Exercise set.
(a) In the review of the film "Penelope," who plays the title character?
(b) Continue the review of the film "Penelope" from its final sentence.

The tone of "Penelope" is set by those age-old words at its start: "Once upon a time ..."
A 19th-century affair between a society swell and a servant girl ends in shame, tragedy and death -- hers -- and a witch placing a curse on the moneyed Wilhern family. The next daughter born into the aristocratic line will bear the face of a pig.
After many male children and some hanky panky that leads to a false sense of relief, Franklin and Jessica Wilhern (Richard E. Grant and Catherine O'Hara) give birth to a girl named Penelope with the unmistakable nose and ears of a pig.
It's medically impossible to fix the nose without killing the child, so she's stuck with it.
When rumors of a "pig-faced girl" surface, the tabloids start sniffing around and Penelope's parents make her disappear. Penelope (Christina Ricci) learns to entertain herself in a playful attic bedroom, but when she turns 18, her parents hire a matchmaker to find her a husband and break the curse. Potential mates, however, flee in horror.

Record set.

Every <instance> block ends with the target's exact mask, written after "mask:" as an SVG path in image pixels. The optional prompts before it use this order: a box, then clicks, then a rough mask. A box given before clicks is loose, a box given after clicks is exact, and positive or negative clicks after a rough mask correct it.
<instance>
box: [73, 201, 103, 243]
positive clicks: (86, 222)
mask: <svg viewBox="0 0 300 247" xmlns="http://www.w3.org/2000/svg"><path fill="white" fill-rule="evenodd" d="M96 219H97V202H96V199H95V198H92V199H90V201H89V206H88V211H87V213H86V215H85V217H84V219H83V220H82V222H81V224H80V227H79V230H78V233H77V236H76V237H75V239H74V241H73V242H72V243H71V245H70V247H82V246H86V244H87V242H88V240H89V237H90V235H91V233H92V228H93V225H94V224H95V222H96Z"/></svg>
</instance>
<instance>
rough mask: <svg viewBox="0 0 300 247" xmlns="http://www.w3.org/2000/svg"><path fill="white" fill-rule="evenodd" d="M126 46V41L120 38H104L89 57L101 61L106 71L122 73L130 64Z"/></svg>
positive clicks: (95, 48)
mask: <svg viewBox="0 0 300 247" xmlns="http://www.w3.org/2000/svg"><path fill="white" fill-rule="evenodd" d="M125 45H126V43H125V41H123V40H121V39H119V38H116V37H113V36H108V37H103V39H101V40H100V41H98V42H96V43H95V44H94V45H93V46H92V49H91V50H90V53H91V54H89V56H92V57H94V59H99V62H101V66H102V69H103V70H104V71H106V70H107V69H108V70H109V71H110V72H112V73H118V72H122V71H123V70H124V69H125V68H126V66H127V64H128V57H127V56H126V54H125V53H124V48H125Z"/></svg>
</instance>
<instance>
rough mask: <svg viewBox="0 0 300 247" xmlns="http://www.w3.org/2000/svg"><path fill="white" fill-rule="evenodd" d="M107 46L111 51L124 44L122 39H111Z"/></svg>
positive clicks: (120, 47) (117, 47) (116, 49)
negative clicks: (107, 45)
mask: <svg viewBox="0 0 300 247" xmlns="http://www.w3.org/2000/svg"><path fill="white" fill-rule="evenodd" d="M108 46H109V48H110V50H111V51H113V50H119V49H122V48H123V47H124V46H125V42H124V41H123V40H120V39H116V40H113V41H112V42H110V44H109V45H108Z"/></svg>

Response list.
(a) Christina Ricci

(b)
That is the setup for a scheme involving a blue-blooded suitor (Simon Woods), a newspaperman (Peter Dinklage) and a gambler (James McAvoy) who agrees to try to snap a photo of Penelope in exchange for some cash. The hired gun takes a liking to Penelope, but the fairy tale soon fractures.
Before it's all over, though, the story examines curses and the power we give them, the importance of liking who you are and what happens if you hide behind the walls of a mansion, the fabric of a woolen scarf or a false front.
It also nails a culture that demonizes and celebrates with whiplash speed; the news media can have a love-hate relationship in just a couple of cycles these days.
"Penelope" is like an extended bedtime story for tweens and up. It's very slight, but it's puffed up with a quirky cast, London locales and a production design that allows the film to cast a fairy-tale spell. Penelope's bedroom, for instance, is like a gilded cage for a friendless girl, and her costumes have a storybook quality to them.
Directed by first-timer Mark Palansky and written by Leslie Caveny, a producer on "Everybody Loves Raymond," the movie makes the point that you don't need a pig's snout planted in the center of your face to be unhappy with yourself.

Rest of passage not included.